WHAT YOU WILL DO: Transcribe all of the entries below exactly. Leave out the pictures.

(SUPPLIED RECORDS Opens)

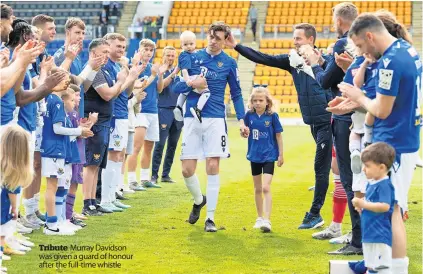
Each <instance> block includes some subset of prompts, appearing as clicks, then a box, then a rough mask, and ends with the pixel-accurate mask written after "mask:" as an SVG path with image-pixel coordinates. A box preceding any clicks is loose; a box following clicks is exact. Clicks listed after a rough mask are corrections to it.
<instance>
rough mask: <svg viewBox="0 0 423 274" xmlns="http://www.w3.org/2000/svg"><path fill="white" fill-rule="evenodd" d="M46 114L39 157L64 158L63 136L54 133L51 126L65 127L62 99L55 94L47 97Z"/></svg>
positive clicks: (44, 120)
mask: <svg viewBox="0 0 423 274" xmlns="http://www.w3.org/2000/svg"><path fill="white" fill-rule="evenodd" d="M46 103H47V113H46V115H45V116H44V126H43V140H42V142H41V157H46V158H60V159H65V158H66V152H65V149H66V143H65V136H64V135H58V134H56V133H54V130H53V125H54V124H56V123H62V125H65V117H66V114H65V107H64V105H63V101H62V99H60V97H59V96H57V95H56V94H50V95H49V96H47V100H46Z"/></svg>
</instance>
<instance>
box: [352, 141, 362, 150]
mask: <svg viewBox="0 0 423 274" xmlns="http://www.w3.org/2000/svg"><path fill="white" fill-rule="evenodd" d="M354 150H358V151H361V142H360V141H359V140H352V141H350V152H353V151H354Z"/></svg>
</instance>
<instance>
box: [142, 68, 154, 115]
mask: <svg viewBox="0 0 423 274" xmlns="http://www.w3.org/2000/svg"><path fill="white" fill-rule="evenodd" d="M151 67H152V64H151V63H148V64H147V67H146V68H145V70H144V71H143V72H142V73H141V74H140V77H139V78H143V77H146V79H148V77H150V75H151ZM158 80H159V77H158V76H156V78H155V79H154V81H153V82H152V83H151V84H150V85H149V86H148V87H147V88H146V89H145V90H144V92H146V93H147V96H146V97H145V99H144V100H142V101H141V113H158V112H159V109H158V107H157V100H158V99H157V97H158V95H157V93H158V92H157V82H158Z"/></svg>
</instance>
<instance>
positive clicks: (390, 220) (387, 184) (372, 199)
mask: <svg viewBox="0 0 423 274" xmlns="http://www.w3.org/2000/svg"><path fill="white" fill-rule="evenodd" d="M365 199H366V201H369V202H372V203H385V204H388V205H389V210H388V211H387V212H382V213H377V212H373V211H370V210H366V209H363V211H362V213H361V235H362V241H363V243H383V244H387V245H389V246H392V224H391V217H392V212H393V210H394V204H395V193H394V186H393V185H392V183H391V180H390V179H389V178H388V177H385V178H383V179H382V180H380V181H377V182H369V184H368V185H367V188H366V197H365Z"/></svg>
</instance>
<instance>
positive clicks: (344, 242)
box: [329, 231, 352, 244]
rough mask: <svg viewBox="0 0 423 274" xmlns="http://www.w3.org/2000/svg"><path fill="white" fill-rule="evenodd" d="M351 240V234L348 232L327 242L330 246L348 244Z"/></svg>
mask: <svg viewBox="0 0 423 274" xmlns="http://www.w3.org/2000/svg"><path fill="white" fill-rule="evenodd" d="M351 240H352V232H351V231H350V232H348V233H347V234H345V235H342V236H341V237H338V238H333V239H330V240H329V243H331V244H349V243H351Z"/></svg>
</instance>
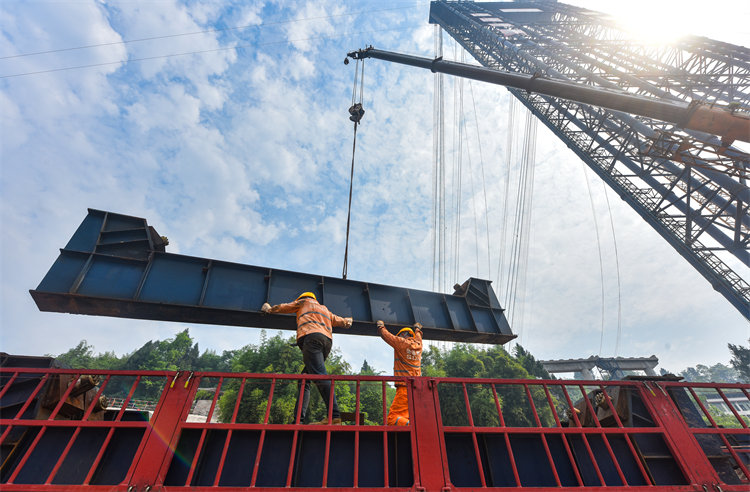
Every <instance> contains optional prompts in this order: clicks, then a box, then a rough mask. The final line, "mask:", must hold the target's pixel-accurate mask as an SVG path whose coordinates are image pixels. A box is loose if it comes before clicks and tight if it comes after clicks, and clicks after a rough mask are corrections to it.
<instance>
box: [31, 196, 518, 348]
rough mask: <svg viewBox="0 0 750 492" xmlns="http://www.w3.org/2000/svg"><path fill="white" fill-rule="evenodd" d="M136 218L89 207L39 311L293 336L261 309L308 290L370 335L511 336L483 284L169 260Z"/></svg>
mask: <svg viewBox="0 0 750 492" xmlns="http://www.w3.org/2000/svg"><path fill="white" fill-rule="evenodd" d="M165 246H166V244H165V242H164V241H163V240H162V238H160V236H159V235H158V234H157V233H156V231H155V230H154V229H153V228H152V227H150V226H149V225H148V224H147V222H146V220H145V219H142V218H138V217H131V216H127V215H121V214H114V213H111V212H103V211H99V210H91V209H90V210H89V214H88V216H87V217H86V218H85V219H84V221H83V222H82V223H81V225H80V226H79V228H78V230H77V231H76V233H75V234H74V235H73V237H72V238H71V240H70V241H69V242H68V244H67V245H66V246H65V248H63V249H61V250H60V256H59V257H58V258H57V260H56V261H55V263H54V265H53V266H52V268H51V269H50V270H49V272H48V273H47V275H46V276H45V277H44V279H43V280H42V282H41V283H40V284H39V286H38V287H37V288H36V290H32V291H30V292H31V295H32V297H33V298H34V301H35V302H36V304H37V306H38V307H39V309H40V310H42V311H55V312H65V313H74V314H92V315H100V316H115V317H124V318H138V319H151V320H163V321H177V322H184V323H205V324H213V325H233V326H250V327H258V328H279V329H288V330H294V329H296V323H295V319H294V317H293V316H290V315H283V314H268V315H267V314H263V313H262V312H261V311H260V308H261V305H262V304H263V303H264V302H269V303H271V304H278V303H282V302H289V301H291V300H294V299H295V298H296V297H297V296H298V295H299V294H300V293H302V292H306V291H310V292H314V293H315V294H316V296H317V297H318V300H320V301H321V302H322V303H323V304H325V305H326V306H327V307H328V308H329V309H330V310H331V311H332V312H334V313H336V314H338V315H339V316H347V317H348V316H351V317H353V318H354V324H353V326H352V327H351V328H350V329H343V328H334V331H335V332H337V333H345V334H353V335H370V336H376V335H377V330H376V329H375V322H376V321H377V320H378V319H382V320H383V321H385V323H386V324H387V325H390V326H394V327H400V326H404V325H411V324H413V323H414V322H417V321H418V322H420V323H422V325H423V326H424V333H425V338H427V339H432V340H447V341H456V342H478V343H493V344H503V343H506V342H508V341H509V340H512V339H513V338H515V335H513V333H511V330H510V327H509V326H508V322H507V320H506V318H505V315H504V314H503V309H502V308H501V307H500V304H499V302H498V300H497V298H496V297H495V293H494V291H493V290H492V287H491V285H490V284H491V281H489V280H481V279H476V278H471V279H469V280H467V281H466V282H465V283H464V284H463V285H460V286H456V292H455V293H454V294H453V295H447V294H441V293H436V292H428V291H422V290H416V289H406V288H400V287H391V286H387V285H379V284H372V283H367V282H357V281H352V280H342V279H339V278H332V277H322V276H319V275H311V274H305V273H298V272H290V271H285V270H277V269H272V268H264V267H257V266H251V265H241V264H237V263H230V262H224V261H218V260H210V259H205V258H196V257H191V256H184V255H177V254H171V253H167V252H166V251H165Z"/></svg>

(SUPPLIED RECORDS Closes)

WRITTEN RESPONSE:
Each <instance> block includes some subset of prompts, appearing as clicks, then a box, then a rough mask, and ends with the pixel-accurate mask written after "mask:" as an SVG path with image-pixel coordinates. A box preceding any clicks is loose; a box following clicks is exact. Clicks listed after a rough mask are corrections to it.
<instance>
rough mask: <svg viewBox="0 0 423 274" xmlns="http://www.w3.org/2000/svg"><path fill="white" fill-rule="evenodd" d="M46 114L39 157L64 158L63 136L54 133L51 126L65 127L62 99L55 94L47 97Z"/></svg>
positive clicks: (44, 120)
mask: <svg viewBox="0 0 423 274" xmlns="http://www.w3.org/2000/svg"><path fill="white" fill-rule="evenodd" d="M46 103H47V113H46V115H45V116H44V126H43V140H42V142H41V157H46V158H60V159H65V158H66V152H65V149H66V143H65V136H64V135H58V134H56V133H54V130H53V125H54V124H56V123H62V125H65V117H66V114H65V107H64V105H63V101H62V99H60V97H59V96H57V95H56V94H50V95H49V96H47V100H46Z"/></svg>
</instance>
<instance>
box: [352, 141, 362, 150]
mask: <svg viewBox="0 0 423 274" xmlns="http://www.w3.org/2000/svg"><path fill="white" fill-rule="evenodd" d="M354 150H358V151H361V142H360V141H359V140H352V141H350V152H353V151H354Z"/></svg>
</instance>
<instance>
box: [142, 68, 154, 115]
mask: <svg viewBox="0 0 423 274" xmlns="http://www.w3.org/2000/svg"><path fill="white" fill-rule="evenodd" d="M151 67H152V64H151V63H148V64H147V67H146V68H145V70H144V71H143V72H142V73H141V74H140V77H139V78H143V77H146V79H148V77H150V75H151ZM158 80H159V77H158V76H156V78H155V79H154V81H153V82H152V83H151V84H150V85H149V86H148V87H147V88H146V89H145V90H144V92H146V93H147V96H146V97H145V99H144V100H142V101H141V113H158V112H159V109H158V107H157V100H158V99H157V97H158V95H157V93H158V92H157V82H158Z"/></svg>
</instance>
<instance>
positive clicks: (390, 220) (387, 184) (372, 199)
mask: <svg viewBox="0 0 423 274" xmlns="http://www.w3.org/2000/svg"><path fill="white" fill-rule="evenodd" d="M365 199H366V201H369V202H372V203H385V204H388V205H389V210H388V211H387V212H382V213H377V212H373V211H370V210H366V209H363V211H362V213H361V235H362V241H363V243H383V244H387V245H389V246H392V224H391V217H392V212H393V210H394V204H395V193H394V186H393V185H392V183H391V180H390V179H389V178H388V177H385V178H383V179H382V180H380V181H377V182H369V184H368V185H367V188H366V197H365Z"/></svg>
</instance>
<instance>
positive clicks: (344, 242)
box: [329, 231, 352, 244]
rough mask: <svg viewBox="0 0 423 274" xmlns="http://www.w3.org/2000/svg"><path fill="white" fill-rule="evenodd" d="M351 240V234L348 232L327 242L330 246L348 244Z"/></svg>
mask: <svg viewBox="0 0 423 274" xmlns="http://www.w3.org/2000/svg"><path fill="white" fill-rule="evenodd" d="M351 240H352V232H351V231H350V232H348V233H347V234H345V235H342V236H341V237H338V238H333V239H330V240H329V243H331V244H349V243H351Z"/></svg>
</instance>
Every <instance> contains optional prompts in this order: clicks, then a box, then a rough mask. The final line, "mask:", must hold the target's pixel-accurate mask as an SVG path whose coordinates are image pixels. A box is loose if it comes before clicks and tight if it comes after clicks, and clicks after a rough mask are corrections to it.
<instance>
box: [31, 196, 518, 348]
rough mask: <svg viewBox="0 0 750 492" xmlns="http://www.w3.org/2000/svg"><path fill="white" fill-rule="evenodd" d="M136 218L89 207L39 311L293 336L261 309L308 290L370 335L511 336L483 284L169 260Z"/></svg>
mask: <svg viewBox="0 0 750 492" xmlns="http://www.w3.org/2000/svg"><path fill="white" fill-rule="evenodd" d="M165 246H166V244H165V242H164V241H163V240H162V238H160V236H159V235H158V234H157V233H156V231H155V230H154V229H153V228H152V227H150V226H149V225H148V224H147V222H146V220H145V219H142V218H138V217H131V216H127V215H121V214H114V213H111V212H103V211H99V210H91V209H90V210H89V214H88V216H87V217H86V218H85V219H84V221H83V222H82V223H81V225H80V226H79V228H78V230H77V231H76V233H75V234H74V235H73V237H72V238H71V240H70V241H69V242H68V244H67V245H66V246H65V248H63V249H61V250H60V256H59V257H58V258H57V260H56V261H55V263H54V265H53V266H52V268H51V269H50V270H49V272H48V273H47V275H46V276H45V277H44V279H43V280H42V282H41V283H40V284H39V286H38V287H37V288H36V290H32V291H30V292H31V295H32V297H33V298H34V301H35V302H36V304H37V306H38V307H39V309H40V310H42V311H55V312H65V313H74V314H92V315H100V316H115V317H124V318H138V319H151V320H163V321H177V322H184V323H205V324H213V325H233V326H250V327H258V328H279V329H288V330H294V329H296V323H295V319H294V317H293V316H290V315H283V314H268V315H267V314H263V313H262V312H261V311H260V308H261V305H262V304H263V303H264V302H269V303H271V304H278V303H282V302H289V301H291V300H294V299H295V298H296V297H297V296H298V295H299V294H300V293H302V292H306V291H310V292H314V293H315V294H316V296H317V297H318V300H320V301H321V302H322V303H323V304H325V305H326V306H327V307H328V308H329V309H330V310H331V311H332V312H334V313H336V314H338V315H339V316H347V317H348V316H351V317H353V318H354V324H353V326H352V327H351V328H350V329H343V328H334V331H335V332H337V333H345V334H353V335H370V336H376V335H377V330H376V329H375V322H376V321H377V320H378V319H382V320H383V321H385V323H386V324H387V325H390V326H394V327H400V326H404V325H411V324H413V323H414V322H417V321H418V322H420V323H422V325H423V326H424V333H425V338H427V339H432V340H447V341H456V342H478V343H493V344H503V343H506V342H508V341H509V340H512V339H513V338H515V335H513V333H511V330H510V327H509V326H508V322H507V320H506V318H505V315H504V314H503V309H502V308H501V307H500V304H499V302H498V300H497V298H496V297H495V293H494V291H493V290H492V287H491V285H490V284H491V281H489V280H481V279H476V278H471V279H469V280H467V281H466V282H465V283H464V284H463V285H460V286H456V292H455V293H454V294H453V295H447V294H441V293H436V292H428V291H422V290H416V289H406V288H400V287H391V286H387V285H379V284H372V283H367V282H357V281H352V280H342V279H339V278H332V277H322V276H319V275H311V274H305V273H298V272H290V271H285V270H277V269H272V268H264V267H257V266H251V265H241V264H237V263H230V262H224V261H218V260H210V259H205V258H196V257H191V256H184V255H177V254H171V253H167V252H166V251H165Z"/></svg>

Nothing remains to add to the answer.